(WHAT YOU WILL DO)
Identify every line in the listing below that contains the string "water", with case counting, and copy each of those lines.

(DATA SHOWN)
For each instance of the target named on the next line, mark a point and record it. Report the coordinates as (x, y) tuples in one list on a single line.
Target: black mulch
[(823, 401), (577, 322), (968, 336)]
---
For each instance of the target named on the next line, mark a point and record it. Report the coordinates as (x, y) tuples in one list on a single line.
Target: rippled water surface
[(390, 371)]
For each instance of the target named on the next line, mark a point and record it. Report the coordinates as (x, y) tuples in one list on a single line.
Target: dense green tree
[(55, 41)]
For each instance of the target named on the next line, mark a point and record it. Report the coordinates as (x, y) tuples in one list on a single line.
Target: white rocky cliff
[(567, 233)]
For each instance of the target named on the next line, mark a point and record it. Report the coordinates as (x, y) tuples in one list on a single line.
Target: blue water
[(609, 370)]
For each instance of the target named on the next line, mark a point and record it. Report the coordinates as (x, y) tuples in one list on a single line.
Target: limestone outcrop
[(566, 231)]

(EXPECTED ANSWER)
Target: rippled water surface
Target: blue water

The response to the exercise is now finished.